• [DIRECTIONS]
Beginning with the line containing "Find the palm" and ending with the last line, repeat the records exactly.
------ DATA LINES ------
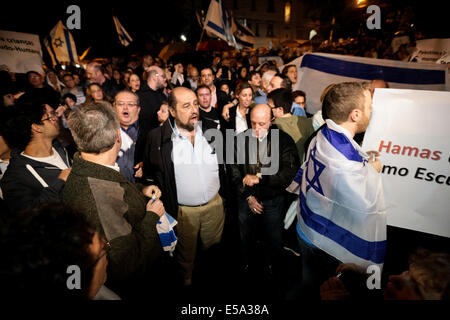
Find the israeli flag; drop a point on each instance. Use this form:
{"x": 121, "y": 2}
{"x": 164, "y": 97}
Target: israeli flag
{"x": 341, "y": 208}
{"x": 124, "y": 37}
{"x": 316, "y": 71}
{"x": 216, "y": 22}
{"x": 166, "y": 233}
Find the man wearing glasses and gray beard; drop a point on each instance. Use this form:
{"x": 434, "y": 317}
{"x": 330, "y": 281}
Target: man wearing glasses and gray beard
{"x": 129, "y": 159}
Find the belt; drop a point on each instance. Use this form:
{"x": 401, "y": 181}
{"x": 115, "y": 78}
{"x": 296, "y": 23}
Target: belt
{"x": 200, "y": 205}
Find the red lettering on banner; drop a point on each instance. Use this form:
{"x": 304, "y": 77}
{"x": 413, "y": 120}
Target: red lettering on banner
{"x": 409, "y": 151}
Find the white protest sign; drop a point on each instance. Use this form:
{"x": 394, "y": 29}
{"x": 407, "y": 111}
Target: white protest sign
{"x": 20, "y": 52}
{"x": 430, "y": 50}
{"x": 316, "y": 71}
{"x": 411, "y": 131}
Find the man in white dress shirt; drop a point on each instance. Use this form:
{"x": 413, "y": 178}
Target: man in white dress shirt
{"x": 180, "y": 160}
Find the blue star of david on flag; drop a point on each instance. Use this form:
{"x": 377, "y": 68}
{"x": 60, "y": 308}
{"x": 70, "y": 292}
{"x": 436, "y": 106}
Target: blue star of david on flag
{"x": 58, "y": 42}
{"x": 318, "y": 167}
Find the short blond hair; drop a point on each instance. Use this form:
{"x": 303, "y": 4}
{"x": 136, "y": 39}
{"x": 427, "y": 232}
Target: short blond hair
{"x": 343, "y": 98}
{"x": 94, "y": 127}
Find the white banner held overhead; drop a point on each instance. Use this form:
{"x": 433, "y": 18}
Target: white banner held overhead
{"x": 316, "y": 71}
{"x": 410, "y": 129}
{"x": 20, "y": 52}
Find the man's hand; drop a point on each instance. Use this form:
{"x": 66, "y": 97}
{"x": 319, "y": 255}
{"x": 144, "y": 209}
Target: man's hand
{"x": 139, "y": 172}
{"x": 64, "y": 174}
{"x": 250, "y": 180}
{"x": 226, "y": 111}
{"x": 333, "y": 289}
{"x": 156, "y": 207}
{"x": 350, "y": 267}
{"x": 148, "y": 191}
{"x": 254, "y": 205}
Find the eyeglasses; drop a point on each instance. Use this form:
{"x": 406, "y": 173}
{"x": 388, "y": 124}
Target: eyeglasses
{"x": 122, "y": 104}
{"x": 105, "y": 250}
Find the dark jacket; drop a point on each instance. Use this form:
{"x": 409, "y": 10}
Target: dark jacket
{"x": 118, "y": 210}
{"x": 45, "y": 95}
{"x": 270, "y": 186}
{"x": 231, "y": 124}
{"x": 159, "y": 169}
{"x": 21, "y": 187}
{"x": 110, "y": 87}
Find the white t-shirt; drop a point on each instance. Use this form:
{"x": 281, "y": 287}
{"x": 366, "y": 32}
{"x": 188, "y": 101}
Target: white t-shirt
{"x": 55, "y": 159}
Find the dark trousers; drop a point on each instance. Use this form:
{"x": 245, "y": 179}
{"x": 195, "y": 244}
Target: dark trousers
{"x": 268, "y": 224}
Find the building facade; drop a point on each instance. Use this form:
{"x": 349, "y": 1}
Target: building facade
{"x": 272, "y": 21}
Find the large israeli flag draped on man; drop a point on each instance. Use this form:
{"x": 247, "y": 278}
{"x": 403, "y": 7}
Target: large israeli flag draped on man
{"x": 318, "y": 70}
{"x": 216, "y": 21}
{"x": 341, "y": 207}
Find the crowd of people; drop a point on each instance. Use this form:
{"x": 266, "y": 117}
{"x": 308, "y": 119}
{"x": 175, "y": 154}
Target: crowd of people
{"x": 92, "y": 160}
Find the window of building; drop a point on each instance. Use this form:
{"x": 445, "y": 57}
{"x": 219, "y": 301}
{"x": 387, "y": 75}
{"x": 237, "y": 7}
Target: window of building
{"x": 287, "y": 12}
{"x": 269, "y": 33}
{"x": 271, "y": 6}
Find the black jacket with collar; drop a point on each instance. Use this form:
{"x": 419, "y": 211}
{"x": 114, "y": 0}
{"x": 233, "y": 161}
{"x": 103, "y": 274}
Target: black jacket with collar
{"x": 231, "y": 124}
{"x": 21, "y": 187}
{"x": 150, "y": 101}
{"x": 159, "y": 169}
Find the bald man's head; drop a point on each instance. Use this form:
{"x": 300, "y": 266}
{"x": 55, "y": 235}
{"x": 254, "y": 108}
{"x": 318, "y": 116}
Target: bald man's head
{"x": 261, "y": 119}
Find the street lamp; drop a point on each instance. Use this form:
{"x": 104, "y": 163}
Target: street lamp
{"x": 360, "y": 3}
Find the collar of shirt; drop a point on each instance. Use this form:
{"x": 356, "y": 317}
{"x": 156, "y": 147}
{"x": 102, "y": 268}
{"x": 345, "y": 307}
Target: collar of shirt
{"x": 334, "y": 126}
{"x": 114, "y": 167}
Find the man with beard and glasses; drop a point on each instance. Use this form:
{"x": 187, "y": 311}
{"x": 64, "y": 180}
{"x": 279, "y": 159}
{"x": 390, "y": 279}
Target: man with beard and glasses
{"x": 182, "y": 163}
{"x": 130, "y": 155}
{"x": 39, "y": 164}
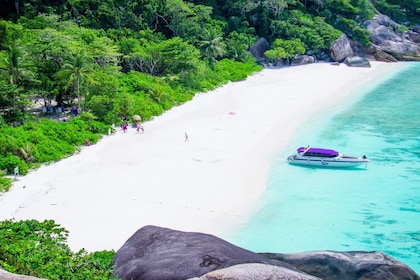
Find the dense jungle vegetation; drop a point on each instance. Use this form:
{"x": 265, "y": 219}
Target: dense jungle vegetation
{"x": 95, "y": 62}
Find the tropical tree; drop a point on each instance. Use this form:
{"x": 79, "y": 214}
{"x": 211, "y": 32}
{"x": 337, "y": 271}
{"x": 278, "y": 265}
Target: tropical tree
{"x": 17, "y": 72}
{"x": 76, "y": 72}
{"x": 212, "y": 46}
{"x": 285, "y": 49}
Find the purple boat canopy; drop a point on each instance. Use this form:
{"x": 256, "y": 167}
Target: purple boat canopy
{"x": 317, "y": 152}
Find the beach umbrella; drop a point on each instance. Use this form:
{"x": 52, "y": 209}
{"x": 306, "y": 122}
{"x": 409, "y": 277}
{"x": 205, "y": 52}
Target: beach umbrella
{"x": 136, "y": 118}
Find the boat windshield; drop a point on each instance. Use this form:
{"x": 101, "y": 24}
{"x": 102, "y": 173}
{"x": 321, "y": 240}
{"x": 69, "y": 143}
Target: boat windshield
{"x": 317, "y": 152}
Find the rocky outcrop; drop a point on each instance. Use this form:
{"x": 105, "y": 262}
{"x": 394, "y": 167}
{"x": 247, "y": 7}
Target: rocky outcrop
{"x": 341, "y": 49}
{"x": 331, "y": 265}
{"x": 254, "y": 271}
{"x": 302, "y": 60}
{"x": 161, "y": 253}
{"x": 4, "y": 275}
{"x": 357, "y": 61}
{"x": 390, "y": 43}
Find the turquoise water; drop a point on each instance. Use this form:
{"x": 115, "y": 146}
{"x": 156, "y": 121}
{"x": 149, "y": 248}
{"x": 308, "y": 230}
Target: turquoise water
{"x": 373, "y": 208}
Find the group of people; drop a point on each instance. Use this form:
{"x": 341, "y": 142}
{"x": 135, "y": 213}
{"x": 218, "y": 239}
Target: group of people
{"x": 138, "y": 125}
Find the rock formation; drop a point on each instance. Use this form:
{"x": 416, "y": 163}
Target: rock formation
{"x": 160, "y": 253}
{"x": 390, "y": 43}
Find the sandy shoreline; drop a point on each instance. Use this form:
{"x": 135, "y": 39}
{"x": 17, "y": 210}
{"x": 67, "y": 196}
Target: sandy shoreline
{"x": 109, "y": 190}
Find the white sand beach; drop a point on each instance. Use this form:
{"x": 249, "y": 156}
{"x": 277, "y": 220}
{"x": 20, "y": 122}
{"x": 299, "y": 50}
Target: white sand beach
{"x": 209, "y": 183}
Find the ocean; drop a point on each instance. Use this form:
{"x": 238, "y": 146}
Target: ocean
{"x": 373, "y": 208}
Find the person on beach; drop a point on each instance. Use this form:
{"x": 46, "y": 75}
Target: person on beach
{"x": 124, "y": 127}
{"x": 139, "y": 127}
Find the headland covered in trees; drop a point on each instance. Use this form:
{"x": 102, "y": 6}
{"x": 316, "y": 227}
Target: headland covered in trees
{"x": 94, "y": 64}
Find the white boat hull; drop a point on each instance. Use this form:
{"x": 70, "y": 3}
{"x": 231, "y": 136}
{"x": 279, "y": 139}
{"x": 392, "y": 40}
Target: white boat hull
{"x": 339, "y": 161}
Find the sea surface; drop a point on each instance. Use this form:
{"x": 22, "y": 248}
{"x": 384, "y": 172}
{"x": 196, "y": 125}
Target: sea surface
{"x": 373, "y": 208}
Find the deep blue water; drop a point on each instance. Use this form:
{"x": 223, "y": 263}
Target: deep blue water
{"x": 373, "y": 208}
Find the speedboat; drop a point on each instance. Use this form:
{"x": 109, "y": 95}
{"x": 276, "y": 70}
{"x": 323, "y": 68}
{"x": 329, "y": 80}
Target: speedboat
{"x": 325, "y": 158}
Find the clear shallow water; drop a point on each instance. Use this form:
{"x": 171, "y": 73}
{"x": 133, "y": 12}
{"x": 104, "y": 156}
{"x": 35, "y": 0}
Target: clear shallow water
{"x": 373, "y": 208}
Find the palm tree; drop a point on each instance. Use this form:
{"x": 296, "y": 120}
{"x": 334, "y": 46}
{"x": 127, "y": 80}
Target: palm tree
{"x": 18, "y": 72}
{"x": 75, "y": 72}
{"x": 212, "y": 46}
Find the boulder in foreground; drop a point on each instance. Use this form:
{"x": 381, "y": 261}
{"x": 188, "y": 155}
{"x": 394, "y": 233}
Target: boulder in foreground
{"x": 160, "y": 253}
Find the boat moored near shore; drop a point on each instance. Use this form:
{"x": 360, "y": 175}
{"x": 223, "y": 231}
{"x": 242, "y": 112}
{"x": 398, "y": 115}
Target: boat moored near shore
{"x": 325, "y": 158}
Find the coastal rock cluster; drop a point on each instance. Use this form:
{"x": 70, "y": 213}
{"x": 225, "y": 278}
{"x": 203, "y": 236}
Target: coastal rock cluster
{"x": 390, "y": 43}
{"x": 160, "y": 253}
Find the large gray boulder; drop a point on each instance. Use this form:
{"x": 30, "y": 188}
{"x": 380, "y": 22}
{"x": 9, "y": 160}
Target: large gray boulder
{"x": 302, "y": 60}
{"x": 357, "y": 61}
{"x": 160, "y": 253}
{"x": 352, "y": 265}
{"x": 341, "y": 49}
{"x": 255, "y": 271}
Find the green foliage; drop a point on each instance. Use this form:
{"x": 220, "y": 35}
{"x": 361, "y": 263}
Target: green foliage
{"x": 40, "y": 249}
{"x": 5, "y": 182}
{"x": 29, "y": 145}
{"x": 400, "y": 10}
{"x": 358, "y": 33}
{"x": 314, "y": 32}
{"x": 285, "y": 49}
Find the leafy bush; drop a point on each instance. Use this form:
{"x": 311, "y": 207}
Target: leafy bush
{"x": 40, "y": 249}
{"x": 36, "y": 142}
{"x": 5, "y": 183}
------
• [COMPLETE RESPONSE]
Find the palm tree; drop a point on each instance. Use this form:
{"x": 296, "y": 120}
{"x": 334, "y": 46}
{"x": 127, "y": 80}
Target: palm tree
{"x": 18, "y": 72}
{"x": 75, "y": 72}
{"x": 212, "y": 46}
Find the boulder in foreground; drop a point on each instance. Use this form:
{"x": 381, "y": 261}
{"x": 188, "y": 155}
{"x": 394, "y": 233}
Target: boulder in foreground
{"x": 160, "y": 253}
Find the boat moored near shore; drop a point on each instance. Use this form:
{"x": 360, "y": 175}
{"x": 223, "y": 231}
{"x": 242, "y": 112}
{"x": 398, "y": 115}
Target: boat moored near shore
{"x": 325, "y": 158}
Find the coastal rock cluster; drop a point on each instance. Use this form:
{"x": 70, "y": 213}
{"x": 225, "y": 278}
{"x": 203, "y": 236}
Target: coastal rock cluster
{"x": 390, "y": 43}
{"x": 160, "y": 253}
Find the large gray boulder; drop a point on each instance. Use this form:
{"x": 30, "y": 188}
{"x": 380, "y": 22}
{"x": 9, "y": 160}
Target: large gray boulder
{"x": 302, "y": 60}
{"x": 357, "y": 61}
{"x": 160, "y": 253}
{"x": 352, "y": 265}
{"x": 341, "y": 49}
{"x": 255, "y": 271}
Find the green foliage; drop a point on each instance. Use this form:
{"x": 220, "y": 35}
{"x": 361, "y": 263}
Target: green foliage
{"x": 40, "y": 249}
{"x": 5, "y": 182}
{"x": 29, "y": 145}
{"x": 400, "y": 10}
{"x": 358, "y": 33}
{"x": 314, "y": 32}
{"x": 285, "y": 49}
Find the leafy bush; drop a point on each instance. Use this form:
{"x": 311, "y": 207}
Target: leafy bush
{"x": 40, "y": 249}
{"x": 36, "y": 142}
{"x": 5, "y": 183}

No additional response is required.